Your instructions: Begin at the line that has "Can you spot the lamp" and stop after the line with "[[331, 183]]". Give those lines again, switching "accent wall" to "feature wall" and leaving everything else as it is.

Material for this task:
____
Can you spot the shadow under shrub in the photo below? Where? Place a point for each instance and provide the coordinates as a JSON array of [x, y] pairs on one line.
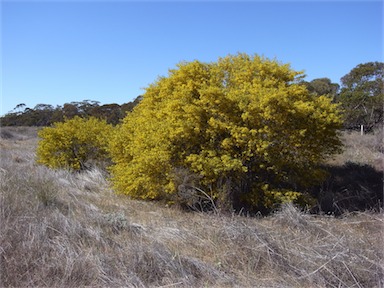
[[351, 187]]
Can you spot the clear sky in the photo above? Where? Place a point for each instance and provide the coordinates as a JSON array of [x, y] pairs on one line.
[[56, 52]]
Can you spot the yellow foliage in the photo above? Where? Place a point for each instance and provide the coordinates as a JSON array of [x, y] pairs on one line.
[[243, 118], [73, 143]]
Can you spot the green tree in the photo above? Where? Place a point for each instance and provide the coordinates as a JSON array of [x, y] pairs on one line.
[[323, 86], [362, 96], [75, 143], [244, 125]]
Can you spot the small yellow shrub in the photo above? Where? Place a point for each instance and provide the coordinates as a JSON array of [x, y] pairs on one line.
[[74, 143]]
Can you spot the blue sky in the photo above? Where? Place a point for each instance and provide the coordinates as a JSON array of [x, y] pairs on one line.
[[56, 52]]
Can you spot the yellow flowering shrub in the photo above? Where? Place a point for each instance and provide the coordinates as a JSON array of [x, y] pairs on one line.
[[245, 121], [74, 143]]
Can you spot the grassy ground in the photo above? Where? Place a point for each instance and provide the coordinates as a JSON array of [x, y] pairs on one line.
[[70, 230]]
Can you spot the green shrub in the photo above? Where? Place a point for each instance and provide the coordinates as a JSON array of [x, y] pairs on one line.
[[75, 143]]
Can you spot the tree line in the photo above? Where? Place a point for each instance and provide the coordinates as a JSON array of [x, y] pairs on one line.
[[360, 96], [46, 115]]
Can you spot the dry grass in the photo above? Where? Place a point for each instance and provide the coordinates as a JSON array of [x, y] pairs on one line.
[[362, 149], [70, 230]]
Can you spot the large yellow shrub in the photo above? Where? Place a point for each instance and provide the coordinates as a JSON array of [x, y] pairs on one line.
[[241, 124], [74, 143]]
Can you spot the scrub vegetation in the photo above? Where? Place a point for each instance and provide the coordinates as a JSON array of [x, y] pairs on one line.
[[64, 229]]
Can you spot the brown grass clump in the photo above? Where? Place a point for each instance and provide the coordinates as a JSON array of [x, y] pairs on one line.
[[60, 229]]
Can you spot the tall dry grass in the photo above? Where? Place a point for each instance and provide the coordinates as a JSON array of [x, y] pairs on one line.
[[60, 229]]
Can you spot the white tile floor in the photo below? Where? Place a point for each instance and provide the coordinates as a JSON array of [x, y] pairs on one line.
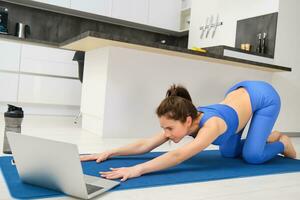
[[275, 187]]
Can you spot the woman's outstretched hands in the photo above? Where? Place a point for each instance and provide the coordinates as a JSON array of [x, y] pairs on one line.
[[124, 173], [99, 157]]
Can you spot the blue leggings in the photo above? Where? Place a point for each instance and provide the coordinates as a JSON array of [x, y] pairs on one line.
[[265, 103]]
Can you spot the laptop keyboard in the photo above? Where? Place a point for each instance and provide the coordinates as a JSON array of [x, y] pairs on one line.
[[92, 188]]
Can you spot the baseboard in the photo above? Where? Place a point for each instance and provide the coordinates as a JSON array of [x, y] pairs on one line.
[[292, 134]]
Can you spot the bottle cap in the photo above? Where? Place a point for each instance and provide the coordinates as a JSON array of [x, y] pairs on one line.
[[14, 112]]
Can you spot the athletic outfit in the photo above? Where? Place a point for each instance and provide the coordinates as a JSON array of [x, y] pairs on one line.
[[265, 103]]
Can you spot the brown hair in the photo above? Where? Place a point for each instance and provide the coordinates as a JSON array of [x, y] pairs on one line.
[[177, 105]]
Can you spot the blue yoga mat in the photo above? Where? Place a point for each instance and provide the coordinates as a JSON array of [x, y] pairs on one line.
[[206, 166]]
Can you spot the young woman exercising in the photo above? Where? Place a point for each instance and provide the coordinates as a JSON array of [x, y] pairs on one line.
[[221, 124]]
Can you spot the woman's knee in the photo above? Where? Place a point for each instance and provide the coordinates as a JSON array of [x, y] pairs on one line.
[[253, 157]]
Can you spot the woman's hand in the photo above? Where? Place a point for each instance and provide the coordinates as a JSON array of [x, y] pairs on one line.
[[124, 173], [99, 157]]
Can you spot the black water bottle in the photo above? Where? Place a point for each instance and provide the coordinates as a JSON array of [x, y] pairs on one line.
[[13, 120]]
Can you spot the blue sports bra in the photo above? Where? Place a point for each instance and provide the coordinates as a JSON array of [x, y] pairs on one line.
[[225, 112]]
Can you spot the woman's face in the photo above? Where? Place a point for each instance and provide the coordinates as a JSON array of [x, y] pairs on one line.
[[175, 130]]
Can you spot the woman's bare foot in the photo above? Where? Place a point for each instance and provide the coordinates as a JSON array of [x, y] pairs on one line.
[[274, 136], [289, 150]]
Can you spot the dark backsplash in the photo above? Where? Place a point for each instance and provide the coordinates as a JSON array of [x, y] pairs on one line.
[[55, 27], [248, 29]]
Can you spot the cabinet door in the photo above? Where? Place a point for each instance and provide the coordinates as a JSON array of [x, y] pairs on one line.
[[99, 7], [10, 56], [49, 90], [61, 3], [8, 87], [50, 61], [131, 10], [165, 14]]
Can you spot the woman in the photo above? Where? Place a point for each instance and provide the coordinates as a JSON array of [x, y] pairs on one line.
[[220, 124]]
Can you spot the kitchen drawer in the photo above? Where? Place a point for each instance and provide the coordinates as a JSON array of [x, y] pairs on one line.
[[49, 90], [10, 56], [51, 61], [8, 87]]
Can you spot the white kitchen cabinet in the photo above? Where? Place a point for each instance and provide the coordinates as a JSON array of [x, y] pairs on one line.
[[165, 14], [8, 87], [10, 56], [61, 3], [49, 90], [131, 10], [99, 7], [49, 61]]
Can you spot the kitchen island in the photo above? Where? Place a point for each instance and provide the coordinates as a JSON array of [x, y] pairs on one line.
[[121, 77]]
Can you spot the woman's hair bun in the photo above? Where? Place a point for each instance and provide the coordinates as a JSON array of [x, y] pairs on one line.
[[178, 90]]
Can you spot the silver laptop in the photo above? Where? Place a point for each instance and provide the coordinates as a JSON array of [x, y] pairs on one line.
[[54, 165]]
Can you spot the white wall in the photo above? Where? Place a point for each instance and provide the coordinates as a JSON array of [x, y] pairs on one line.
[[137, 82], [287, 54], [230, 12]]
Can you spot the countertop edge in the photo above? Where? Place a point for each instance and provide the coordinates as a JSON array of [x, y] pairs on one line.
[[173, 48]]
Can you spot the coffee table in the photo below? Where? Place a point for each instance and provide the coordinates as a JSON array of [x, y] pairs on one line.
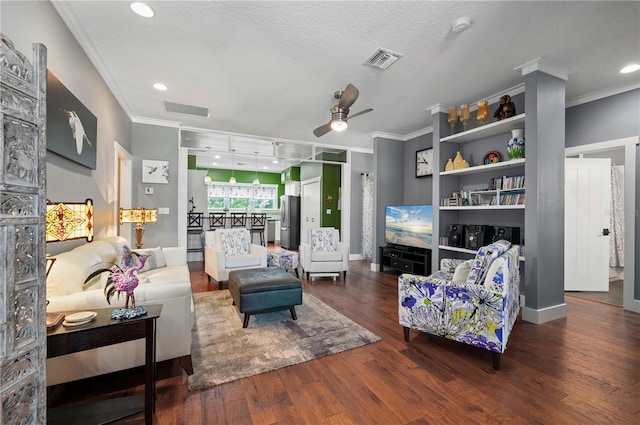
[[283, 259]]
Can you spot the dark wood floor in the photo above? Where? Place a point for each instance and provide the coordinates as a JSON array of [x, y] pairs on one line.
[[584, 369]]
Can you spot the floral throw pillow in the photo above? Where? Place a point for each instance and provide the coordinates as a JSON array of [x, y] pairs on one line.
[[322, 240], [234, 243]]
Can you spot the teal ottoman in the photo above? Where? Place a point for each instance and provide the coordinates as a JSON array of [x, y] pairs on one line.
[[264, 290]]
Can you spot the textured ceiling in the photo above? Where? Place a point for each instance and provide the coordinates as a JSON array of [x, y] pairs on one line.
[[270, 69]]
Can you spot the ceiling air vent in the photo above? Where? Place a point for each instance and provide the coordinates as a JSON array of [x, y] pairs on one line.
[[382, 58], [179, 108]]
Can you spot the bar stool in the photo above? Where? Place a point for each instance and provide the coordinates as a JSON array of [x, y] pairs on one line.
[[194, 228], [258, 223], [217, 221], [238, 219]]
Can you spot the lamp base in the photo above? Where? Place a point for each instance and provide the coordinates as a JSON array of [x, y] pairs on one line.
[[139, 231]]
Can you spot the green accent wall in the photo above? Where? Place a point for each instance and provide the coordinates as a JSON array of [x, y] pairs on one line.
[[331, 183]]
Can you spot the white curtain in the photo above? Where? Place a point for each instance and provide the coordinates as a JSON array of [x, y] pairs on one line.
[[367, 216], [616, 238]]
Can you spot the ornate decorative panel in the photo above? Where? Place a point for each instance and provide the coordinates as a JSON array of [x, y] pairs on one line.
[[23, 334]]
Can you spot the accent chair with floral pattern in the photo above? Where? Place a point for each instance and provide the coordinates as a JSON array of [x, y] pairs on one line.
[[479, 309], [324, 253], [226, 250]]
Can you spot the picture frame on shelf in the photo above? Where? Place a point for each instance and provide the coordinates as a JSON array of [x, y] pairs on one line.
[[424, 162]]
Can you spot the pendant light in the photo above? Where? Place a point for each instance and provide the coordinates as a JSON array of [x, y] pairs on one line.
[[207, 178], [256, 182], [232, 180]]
____
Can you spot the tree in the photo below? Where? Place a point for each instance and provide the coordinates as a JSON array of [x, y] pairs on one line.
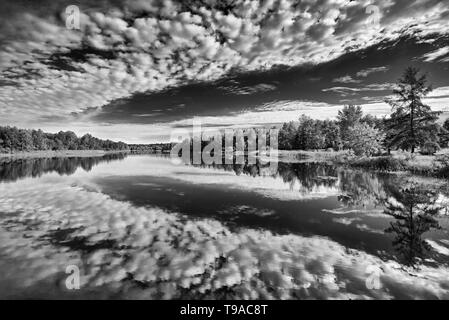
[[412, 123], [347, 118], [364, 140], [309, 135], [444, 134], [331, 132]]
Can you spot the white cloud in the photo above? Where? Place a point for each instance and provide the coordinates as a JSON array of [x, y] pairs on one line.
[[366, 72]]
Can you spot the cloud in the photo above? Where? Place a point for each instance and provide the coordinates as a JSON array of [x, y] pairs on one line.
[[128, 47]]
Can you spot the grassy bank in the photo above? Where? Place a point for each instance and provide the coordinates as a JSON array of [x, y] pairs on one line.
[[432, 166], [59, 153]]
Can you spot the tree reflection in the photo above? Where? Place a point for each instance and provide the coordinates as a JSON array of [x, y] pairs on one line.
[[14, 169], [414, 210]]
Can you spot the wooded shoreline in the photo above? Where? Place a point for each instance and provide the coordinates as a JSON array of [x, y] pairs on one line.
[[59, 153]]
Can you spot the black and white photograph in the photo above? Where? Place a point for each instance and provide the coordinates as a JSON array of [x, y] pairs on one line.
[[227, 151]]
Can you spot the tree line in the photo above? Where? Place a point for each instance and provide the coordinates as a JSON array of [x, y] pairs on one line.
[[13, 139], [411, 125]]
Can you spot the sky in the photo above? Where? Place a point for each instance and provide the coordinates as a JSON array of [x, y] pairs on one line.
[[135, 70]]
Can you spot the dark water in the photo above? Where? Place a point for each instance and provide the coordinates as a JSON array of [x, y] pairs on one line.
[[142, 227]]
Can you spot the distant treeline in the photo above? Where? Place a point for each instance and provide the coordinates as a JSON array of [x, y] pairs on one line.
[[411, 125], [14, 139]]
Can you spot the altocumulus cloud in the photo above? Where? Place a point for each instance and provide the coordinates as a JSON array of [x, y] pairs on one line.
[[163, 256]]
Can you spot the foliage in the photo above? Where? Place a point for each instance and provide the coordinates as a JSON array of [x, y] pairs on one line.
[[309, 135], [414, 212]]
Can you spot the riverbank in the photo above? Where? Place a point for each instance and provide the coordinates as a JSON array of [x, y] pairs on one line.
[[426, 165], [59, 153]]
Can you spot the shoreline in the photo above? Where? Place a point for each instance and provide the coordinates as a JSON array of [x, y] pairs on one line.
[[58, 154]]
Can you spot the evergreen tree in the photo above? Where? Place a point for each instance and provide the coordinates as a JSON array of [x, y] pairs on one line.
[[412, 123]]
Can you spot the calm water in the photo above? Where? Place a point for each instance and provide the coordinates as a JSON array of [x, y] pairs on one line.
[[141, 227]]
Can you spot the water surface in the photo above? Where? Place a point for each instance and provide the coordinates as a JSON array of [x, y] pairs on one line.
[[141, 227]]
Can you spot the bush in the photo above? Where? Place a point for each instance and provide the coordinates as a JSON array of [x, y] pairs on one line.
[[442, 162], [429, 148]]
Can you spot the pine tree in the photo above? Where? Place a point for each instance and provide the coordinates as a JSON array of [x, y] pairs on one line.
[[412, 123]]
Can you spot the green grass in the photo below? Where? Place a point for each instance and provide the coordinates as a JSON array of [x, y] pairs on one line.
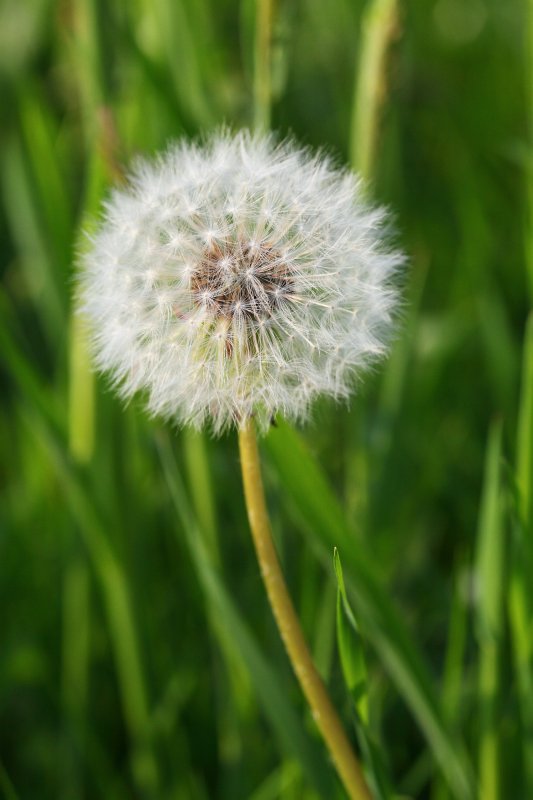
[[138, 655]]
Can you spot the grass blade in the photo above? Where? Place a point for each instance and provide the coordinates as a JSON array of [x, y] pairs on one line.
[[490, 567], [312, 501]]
____
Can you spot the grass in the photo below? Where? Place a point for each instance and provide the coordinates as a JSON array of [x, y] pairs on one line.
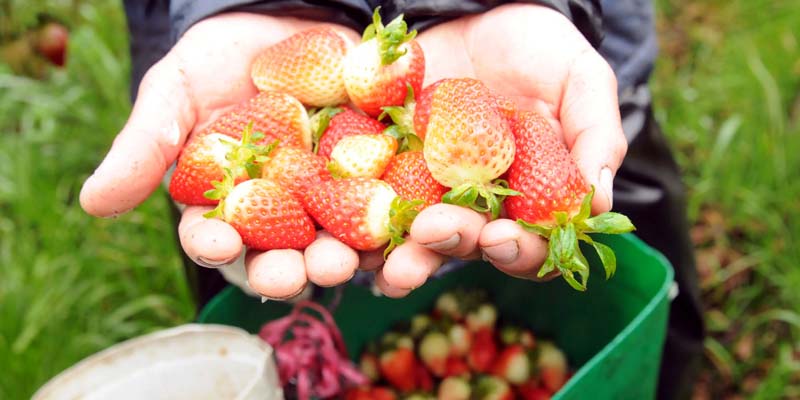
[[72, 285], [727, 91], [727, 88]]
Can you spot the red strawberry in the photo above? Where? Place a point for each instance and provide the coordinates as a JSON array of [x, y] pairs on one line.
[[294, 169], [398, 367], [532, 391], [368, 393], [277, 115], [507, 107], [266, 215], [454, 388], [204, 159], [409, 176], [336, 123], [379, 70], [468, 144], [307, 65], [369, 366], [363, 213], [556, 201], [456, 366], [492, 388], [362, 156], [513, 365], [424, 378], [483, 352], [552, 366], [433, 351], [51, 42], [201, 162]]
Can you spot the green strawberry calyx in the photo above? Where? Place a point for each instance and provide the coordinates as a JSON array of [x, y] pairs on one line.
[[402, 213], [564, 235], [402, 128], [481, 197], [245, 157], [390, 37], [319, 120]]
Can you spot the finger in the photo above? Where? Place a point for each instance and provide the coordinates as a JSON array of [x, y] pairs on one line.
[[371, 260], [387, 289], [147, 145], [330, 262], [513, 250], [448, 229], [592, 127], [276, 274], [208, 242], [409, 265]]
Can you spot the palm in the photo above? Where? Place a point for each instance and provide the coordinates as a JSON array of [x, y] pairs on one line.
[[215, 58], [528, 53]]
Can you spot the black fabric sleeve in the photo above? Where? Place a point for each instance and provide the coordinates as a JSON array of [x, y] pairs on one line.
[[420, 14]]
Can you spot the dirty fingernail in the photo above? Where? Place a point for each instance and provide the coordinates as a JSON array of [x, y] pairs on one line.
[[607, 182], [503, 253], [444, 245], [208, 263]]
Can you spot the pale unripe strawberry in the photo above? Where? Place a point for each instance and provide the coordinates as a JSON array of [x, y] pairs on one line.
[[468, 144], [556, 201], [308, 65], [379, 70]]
____
Solution:
Can you spot the lamp base in the photo above? Where? Place a point for each instance and provide the coordinates as a JSON array of [x, y] pairs on one line.
[[139, 231]]
Can you spot the green feature wall in the photo above? Where? Place a point for each instance and provide the coordinates as a JSON array of [x, y] pairs on one line.
[[331, 183]]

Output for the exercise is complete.